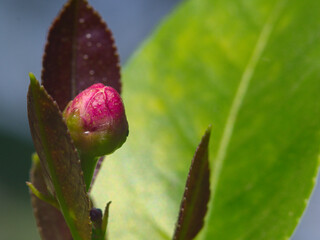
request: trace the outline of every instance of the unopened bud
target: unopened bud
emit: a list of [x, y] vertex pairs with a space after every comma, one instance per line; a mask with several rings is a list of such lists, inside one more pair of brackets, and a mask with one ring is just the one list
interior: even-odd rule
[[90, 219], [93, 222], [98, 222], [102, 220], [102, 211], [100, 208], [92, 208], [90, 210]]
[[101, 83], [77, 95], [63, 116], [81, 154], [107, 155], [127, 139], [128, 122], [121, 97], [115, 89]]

...

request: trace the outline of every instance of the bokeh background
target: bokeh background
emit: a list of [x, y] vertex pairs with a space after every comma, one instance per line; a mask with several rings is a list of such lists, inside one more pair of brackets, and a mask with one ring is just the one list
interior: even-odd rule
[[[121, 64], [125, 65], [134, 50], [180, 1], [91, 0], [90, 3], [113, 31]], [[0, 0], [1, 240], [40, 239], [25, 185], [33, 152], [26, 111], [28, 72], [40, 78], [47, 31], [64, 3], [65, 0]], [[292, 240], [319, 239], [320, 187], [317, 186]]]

TASK GOAL:
Go through the records above and count every line that includes "unopened". Give the number and nothing else.

EXERCISE SOLUTION:
2